O leitor Octavio Almeida de Souza indaga se não me parece que o sociólogo Luiz Eduardo Soares, quando defende um programa de anistia para os envolvidos no crime organizado no Rio de Janeiro, e o presidente Hugo Chávez, da Venezuela, quando propõe que as Farc não sejam classificadas como terroristas, não estão fazendo propostas semelhantes, ou pelo menos aproximáveis.
Sobre a mesma proposta, Alfredo Sirkis, do Partido Verde do Rio, acha que sugestões de “negociação” e de “anistia” podem se moldar a outros conflitos, onde há hierarquias estáveis, como em Bogotá e em Medellín.
A diferença, segundo Sirkis, é que lá o grande confronto era com os cartéis, no atacado, “e nisso não houve negociação”.
Nas favelas não havia, como aqui, a presença de um narcovarejo com controle territorial, diz ele, lembrando que esse controle era exercido por grupos de sicários que basicamente vendiam proteção, como as milícias ou “mineiras” daqui.
Sirkis diz que o governo colombiano, de fato, conseguiu desmobilizar e neutralizar parte desses grupos pela negociação, mas duvida que o mesmo método se aplique ao narcovarejo, “um fenômeno estável enquanto modo de vida e cultura, mas efêmero e descartável como quadrilhas específicas.
São exterminadas e ressurgem como as cabeças da Hidra de Lerna cevadas por uma economia e uma cultura que as estimulam”.
Antes de dar a palavra a Luiz Eduardo Soares, gostaria de reafirmar o que já escrevi aqui em várias ocasiões: “O fato é que não existe nenhum tipo de justificativa para apoiar um movimento guerrilheiro que é ilegal várias vezes: está montado contra um governo eleito democraticamente, pratica o seqüestro de cidadãos como moeda política e aliou-se aos traficantes de cocaína para financiarse”. (…) “Se a libertação das duas reféns for um passo inicial para a integração das Farc ao sistema democrático vigente na Colômbia, na forma de um partido político institucionalizado, teremos uma evolução positiva do quadro. É improvável que isso aconteça, no entanto, pelo envolvimento com o narcotráfico”.

* **Enunciado da tarefa A**
Reproduza palavra por palavra o trecho do texto sobre a anistia e as Farc que começa em "Nas favelas não" e segue até "como quadrilhas específicas.".
O texto e os registros são materiais independentes entre si.

* **Registros apresentados**
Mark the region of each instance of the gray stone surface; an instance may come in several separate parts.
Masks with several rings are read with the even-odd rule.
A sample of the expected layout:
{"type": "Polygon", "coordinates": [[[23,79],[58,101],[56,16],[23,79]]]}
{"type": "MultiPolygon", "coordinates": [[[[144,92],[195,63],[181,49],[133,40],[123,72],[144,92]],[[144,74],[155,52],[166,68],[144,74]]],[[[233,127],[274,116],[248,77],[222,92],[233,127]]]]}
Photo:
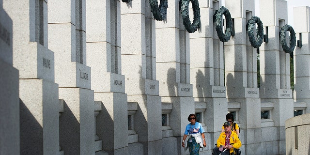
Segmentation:
{"type": "Polygon", "coordinates": [[[19,155],[18,70],[13,66],[12,20],[0,1],[0,154],[19,155]]]}

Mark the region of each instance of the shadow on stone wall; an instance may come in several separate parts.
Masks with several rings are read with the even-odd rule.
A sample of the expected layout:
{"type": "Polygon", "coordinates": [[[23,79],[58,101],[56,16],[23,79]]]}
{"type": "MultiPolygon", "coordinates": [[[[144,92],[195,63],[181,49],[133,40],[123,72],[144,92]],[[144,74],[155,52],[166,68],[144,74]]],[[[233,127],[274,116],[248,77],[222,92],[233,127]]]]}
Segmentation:
{"type": "Polygon", "coordinates": [[[206,102],[205,96],[206,96],[206,78],[203,75],[203,73],[201,70],[199,70],[196,74],[196,88],[197,90],[197,97],[199,102],[206,102]]]}
{"type": "Polygon", "coordinates": [[[59,118],[59,139],[66,155],[80,154],[80,124],[65,101],[59,118]]]}
{"type": "Polygon", "coordinates": [[[175,69],[170,68],[167,73],[167,85],[168,88],[169,96],[175,97],[176,96],[175,89],[176,88],[175,82],[176,81],[176,75],[175,69]]]}
{"type": "Polygon", "coordinates": [[[20,99],[19,113],[20,155],[43,155],[43,129],[20,99]]]}
{"type": "Polygon", "coordinates": [[[233,91],[229,91],[228,90],[232,90],[235,89],[235,85],[236,84],[235,79],[233,78],[233,76],[231,73],[229,73],[226,77],[226,88],[227,91],[226,91],[226,94],[227,94],[228,98],[232,98],[233,95],[233,91]]]}

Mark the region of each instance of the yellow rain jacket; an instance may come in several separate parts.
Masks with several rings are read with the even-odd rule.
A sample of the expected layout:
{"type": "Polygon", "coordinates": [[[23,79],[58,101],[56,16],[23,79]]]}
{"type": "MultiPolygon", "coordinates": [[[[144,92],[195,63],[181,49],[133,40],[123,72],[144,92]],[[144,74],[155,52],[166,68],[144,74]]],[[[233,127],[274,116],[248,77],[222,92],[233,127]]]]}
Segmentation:
{"type": "MultiPolygon", "coordinates": [[[[225,140],[226,139],[226,135],[224,132],[222,132],[220,135],[219,135],[219,137],[217,139],[217,147],[218,148],[219,147],[219,146],[225,145],[225,140]]],[[[232,134],[231,135],[231,137],[230,138],[230,143],[233,143],[233,144],[231,144],[233,146],[233,148],[231,148],[229,150],[229,152],[232,153],[233,152],[233,148],[239,149],[241,147],[241,141],[239,139],[238,137],[238,135],[234,132],[232,132],[232,134]]]]}

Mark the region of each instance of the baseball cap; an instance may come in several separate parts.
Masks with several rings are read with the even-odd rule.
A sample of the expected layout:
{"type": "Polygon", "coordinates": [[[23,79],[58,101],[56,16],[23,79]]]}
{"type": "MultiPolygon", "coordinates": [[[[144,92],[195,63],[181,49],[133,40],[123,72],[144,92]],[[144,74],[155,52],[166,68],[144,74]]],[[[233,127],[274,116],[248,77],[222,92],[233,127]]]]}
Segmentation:
{"type": "Polygon", "coordinates": [[[223,126],[224,126],[224,125],[228,125],[228,126],[230,126],[230,125],[231,125],[231,124],[230,124],[230,123],[229,123],[229,122],[225,122],[224,123],[224,124],[223,125],[223,126]]]}

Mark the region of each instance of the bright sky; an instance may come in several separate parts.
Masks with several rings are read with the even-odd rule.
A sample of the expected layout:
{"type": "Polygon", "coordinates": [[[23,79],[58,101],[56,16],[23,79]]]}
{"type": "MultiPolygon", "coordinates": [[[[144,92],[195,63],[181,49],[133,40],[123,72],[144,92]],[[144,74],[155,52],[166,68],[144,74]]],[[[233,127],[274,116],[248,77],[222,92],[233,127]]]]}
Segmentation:
{"type": "MultiPolygon", "coordinates": [[[[259,17],[259,0],[255,0],[255,16],[259,17]]],[[[287,24],[294,28],[293,8],[297,6],[308,6],[310,7],[310,0],[286,0],[287,1],[287,24]]]]}
{"type": "MultiPolygon", "coordinates": [[[[260,16],[259,0],[254,0],[255,1],[255,16],[260,16]]],[[[222,0],[222,5],[224,6],[225,0],[222,0]]],[[[286,0],[287,1],[287,23],[294,27],[294,21],[293,19],[293,8],[297,6],[308,6],[310,7],[310,0],[286,0]]]]}

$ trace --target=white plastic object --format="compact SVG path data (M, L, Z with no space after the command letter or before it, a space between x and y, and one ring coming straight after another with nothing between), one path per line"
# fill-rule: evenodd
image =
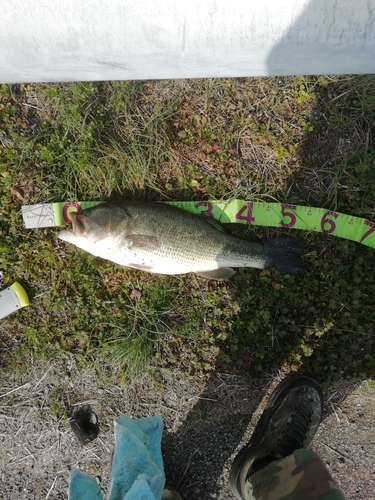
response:
M0 83L375 73L375 0L2 0Z

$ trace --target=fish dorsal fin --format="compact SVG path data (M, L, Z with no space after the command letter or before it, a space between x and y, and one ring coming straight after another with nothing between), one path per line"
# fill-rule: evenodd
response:
M213 271L198 271L196 274L210 280L224 280L226 278L230 278L233 274L236 274L236 271L234 271L231 267L221 267L220 269L214 269Z
M207 217L207 215L202 215L202 214L197 214L197 215L198 215L198 217L201 217L206 222L208 222L208 224L215 227L218 231L221 231L222 233L226 233L226 234L232 234L232 231L230 230L229 226L224 225L219 220L213 219L212 217Z
M128 234L125 239L130 243L131 248L155 250L159 246L159 239L148 234Z

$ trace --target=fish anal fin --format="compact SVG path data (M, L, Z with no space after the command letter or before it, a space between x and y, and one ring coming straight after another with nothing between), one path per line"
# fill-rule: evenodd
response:
M146 266L142 264L127 264L126 266L131 267L132 269L138 269L138 271L146 271L148 273L154 272L153 266Z
M197 271L196 274L210 280L225 280L233 276L235 273L236 271L231 267L221 267L220 269L214 269L213 271Z
M131 248L155 250L159 246L159 239L147 234L128 234L126 240L130 243Z

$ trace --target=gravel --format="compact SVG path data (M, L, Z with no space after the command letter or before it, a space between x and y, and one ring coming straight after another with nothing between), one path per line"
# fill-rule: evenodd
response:
M113 421L160 414L167 485L183 499L233 499L231 460L251 436L268 396L283 378L250 386L241 377L188 377L160 371L131 386L113 382L74 359L30 362L27 374L0 371L0 499L66 499L71 470L98 477L108 491ZM324 390L324 420L311 448L324 459L346 498L375 499L375 388L340 381ZM100 434L82 446L69 416L83 405L98 416Z

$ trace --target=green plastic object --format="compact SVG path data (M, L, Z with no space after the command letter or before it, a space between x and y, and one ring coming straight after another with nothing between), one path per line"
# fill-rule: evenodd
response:
M18 282L0 292L0 319L30 305L26 290Z

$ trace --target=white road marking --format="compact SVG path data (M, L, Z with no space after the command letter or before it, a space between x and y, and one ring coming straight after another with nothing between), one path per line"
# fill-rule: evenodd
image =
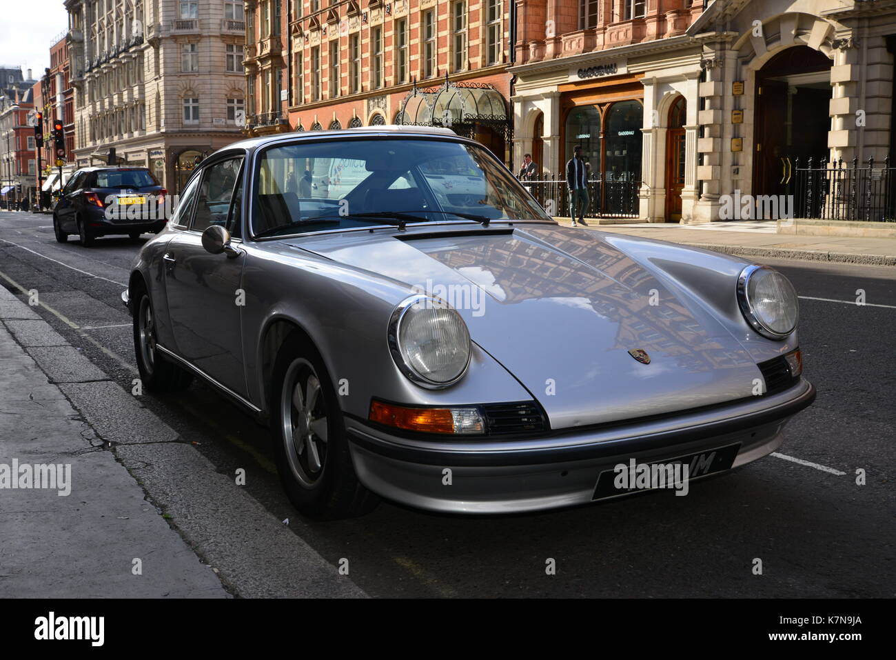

* **Enunciado da tarefa B**
Cite fielmente as linhas dos registros que começam na linha com "trace --target=white road" e seguem até o final dos registros, deixando as imagens de fora da resposta.

* **Resolução A**
Nas favelas não havia, como aqui, a presença de um narcovarejo com controle territorial, diz ele, lembrando que esse controle era exercido por grupos de sicários que basicamente vendiam proteção, como as milícias ou “mineiras” daqui.
Sirkis diz que o governo colombiano, de fato, conseguiu desmobilizar e neutralizar parte desses grupos pela negociação, mas duvida que o mesmo método se aplique ao narcovarejo, “um fenômeno estável enquanto modo de vida e cultura, mas efêmero e descartável como quadrilhas específicas.

* **Resolução B**
$ trace --target=white road marking --format="compact SVG path data (M, L, Z with no space after the command letter or before it, a space between x and y, and one ring coming straight after another with nothing between), one path per line"
# fill-rule: evenodd
image =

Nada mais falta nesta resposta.